— start of Excerpt —

# Balancing Midi orchestra



## kfirpr (Feb 10, 2013)

Hi 
I use several libraries and need some advise on mixing.
My main libraries are: Cinebrass, Spitfire Percussions, Albion1+3, and some other libraries like Sample Modeling brass and Lass.
When I compose a track I usally create FX channel for reverb and send all dry libraries to it like Lass and SM.
With spitfire audio I don't use Reverb.
I also put reverb on the master channel with impulse response, like Reverbrate with M7 Impulse responses.

The result is good however I have couple of questions:
1. Is this workflow ok?

2. When it comes to panning do I need to do something? as I understand Spitfire is already in the right position in terms of panning, of course I play with the mics to blend it better. Do I need to play with panning? I try to use VSS but couple of the instruments sound "phased" and unnatural. Do I need to create seperate track for each instruments regarding VSS?

3.How can I understand which frequencies are fighting in the mix in order to change the EQ. I use monitors should I use also Headphones. is there a proper way od doing it?

I would really appreciate any help!


----------



## Per Lichtman (Feb 10, 2013)

@kfirpr If you are using VSS, did you look at the section on panning pre-panned samples yet?

http://www.youtube.com/watch?v=a4ahMvOoAR4


----------



## Jimbo 88 (Feb 10, 2013)

One of the best tips I have ever heard is... find a recording that you really like, drop it in your DAW, then A/B it and try to match your song with the recording. There really is no perfect workflow, just do what works.

I do not like the idea of using headphones, but getting a perfect listening/mixing environment is not easy either. So treat the listening area you have as best you can, become familiar with your speakers and jump in.

After all that, get someone else to mix your music every chance you have.


----------



## playz123 (Feb 10, 2013)

Re. reverb and an orchestral template etc. have a look at Alex Pfeffer's excellent video:

http://www.youtube.com/watch?v=_PQBn6DCVgs

and note how he sets up Spaces.


And in the VSS tutorial that Per referenced, you'll note that Gabriel doesn't cover Input Offset, but based on your question, you'll want to explore that VSS feature as well.

— end of Excerpt —

## Written exercise 1
From the forum thread on balancing a MIDI orchestra, extract the passage that opens with the words "3.How can I" and closes with "pre-panned samples yet?".

— start of Task input —

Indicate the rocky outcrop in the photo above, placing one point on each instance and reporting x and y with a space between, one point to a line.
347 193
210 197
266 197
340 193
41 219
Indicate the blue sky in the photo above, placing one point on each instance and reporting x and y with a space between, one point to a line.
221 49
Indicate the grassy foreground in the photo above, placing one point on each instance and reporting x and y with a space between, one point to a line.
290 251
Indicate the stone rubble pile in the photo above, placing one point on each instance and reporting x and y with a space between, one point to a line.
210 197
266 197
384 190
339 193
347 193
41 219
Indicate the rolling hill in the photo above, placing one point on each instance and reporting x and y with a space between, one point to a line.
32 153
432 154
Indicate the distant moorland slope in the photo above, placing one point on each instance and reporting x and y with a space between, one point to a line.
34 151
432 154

— end of Task input —

## Written exercise 2
Count the lines in the listing that contain the string "stone". Give only the number.

## Task answer 1
3.How can I understand which frequencies are fighting in the mix in order to change the EQ. I use monitors should I use also Headphones. is there a proper way od doing it?

I would really appreciate any help!


----------



## Per Lichtman (Feb 10, 2013)

@kfirpr If you are using VSS, did you look at the section on panning pre-panned samples yet?

## Task answer 2
1